### REQUEST:
Can you arrange the data from the line containing "Per instance of the mottled" through the line containing "Per instance of the dry grass" as a numbered list, omitting blank lines?

________________

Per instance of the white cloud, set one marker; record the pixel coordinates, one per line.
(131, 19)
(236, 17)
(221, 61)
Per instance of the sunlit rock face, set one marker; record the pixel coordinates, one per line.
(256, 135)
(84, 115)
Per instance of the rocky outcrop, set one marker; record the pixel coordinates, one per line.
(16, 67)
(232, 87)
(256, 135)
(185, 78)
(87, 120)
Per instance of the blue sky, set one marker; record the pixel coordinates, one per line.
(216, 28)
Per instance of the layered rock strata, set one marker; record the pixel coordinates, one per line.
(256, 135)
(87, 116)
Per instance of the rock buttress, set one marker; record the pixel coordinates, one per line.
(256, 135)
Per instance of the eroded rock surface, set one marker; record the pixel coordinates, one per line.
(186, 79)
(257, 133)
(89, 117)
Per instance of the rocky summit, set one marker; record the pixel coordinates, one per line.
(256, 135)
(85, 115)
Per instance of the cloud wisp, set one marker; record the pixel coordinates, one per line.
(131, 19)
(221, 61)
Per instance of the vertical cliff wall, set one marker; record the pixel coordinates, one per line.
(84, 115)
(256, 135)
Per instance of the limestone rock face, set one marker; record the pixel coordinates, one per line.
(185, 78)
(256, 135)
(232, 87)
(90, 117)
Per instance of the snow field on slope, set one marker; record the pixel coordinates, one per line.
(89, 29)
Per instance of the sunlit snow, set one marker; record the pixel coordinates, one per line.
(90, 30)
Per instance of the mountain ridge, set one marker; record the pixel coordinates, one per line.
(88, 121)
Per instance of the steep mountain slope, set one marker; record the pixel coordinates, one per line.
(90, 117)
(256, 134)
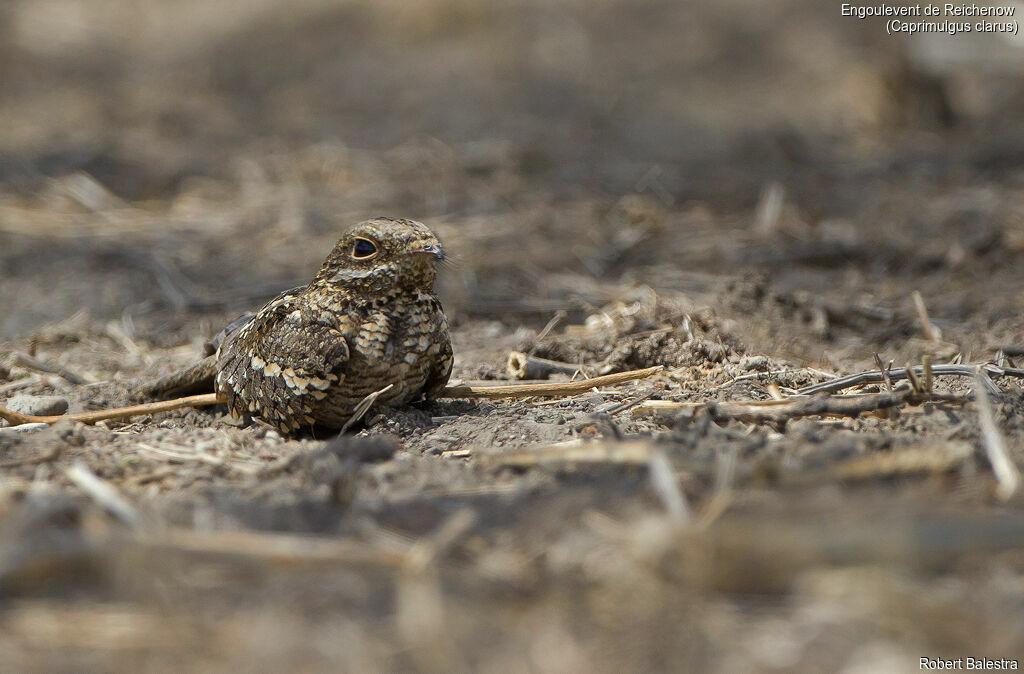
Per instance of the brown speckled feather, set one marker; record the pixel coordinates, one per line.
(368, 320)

________________

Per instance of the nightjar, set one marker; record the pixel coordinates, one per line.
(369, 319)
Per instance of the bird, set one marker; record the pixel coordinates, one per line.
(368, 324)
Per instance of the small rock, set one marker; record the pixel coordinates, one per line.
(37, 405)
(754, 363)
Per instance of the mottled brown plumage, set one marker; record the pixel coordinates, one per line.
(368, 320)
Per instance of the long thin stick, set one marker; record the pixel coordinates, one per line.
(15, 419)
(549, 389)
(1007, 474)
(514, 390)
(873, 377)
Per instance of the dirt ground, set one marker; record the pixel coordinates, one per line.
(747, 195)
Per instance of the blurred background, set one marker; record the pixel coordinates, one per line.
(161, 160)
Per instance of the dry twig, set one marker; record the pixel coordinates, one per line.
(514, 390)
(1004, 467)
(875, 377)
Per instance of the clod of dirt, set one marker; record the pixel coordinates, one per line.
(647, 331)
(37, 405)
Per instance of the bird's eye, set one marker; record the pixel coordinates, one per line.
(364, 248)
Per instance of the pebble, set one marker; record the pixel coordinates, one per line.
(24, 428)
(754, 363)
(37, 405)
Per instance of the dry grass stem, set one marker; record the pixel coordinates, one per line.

________________

### TASK ANSWER:
1. Per instance of the mottled brown plumage, set one marker; record the pixel coordinates, one per line.
2. (368, 320)
3. Per instance of the long thin stick, set one marker; record the pixel coordinates, one per line.
4. (15, 419)
5. (549, 389)
6. (1007, 474)
7. (514, 390)
8. (873, 377)
9. Per instance of the dirt ground, set one marker; record the pixel coordinates, one per line.
10. (747, 195)
11. Per instance of the blurred background, set one marker; record the pixel coordinates, one per line.
12. (161, 160)
13. Per instance of the dry twig, set one marker; record the pixel coordinates, one per line.
14. (514, 390)
15. (1004, 467)
16. (875, 377)
17. Per instance of the clod of dirt, set one marker; record the pixel coordinates, one per line.
18. (647, 331)
19. (37, 405)
20. Per instance of the bird's eye, set one marker; record the pixel coordinates, one per line.
21. (364, 248)
22. Per instance of the pebble, set one marker; record the pixel coordinates, one per line.
23. (24, 428)
24. (754, 363)
25. (37, 405)
26. Per instance of the dry grass stem, set one marker; record the pixel coordinates, one per line.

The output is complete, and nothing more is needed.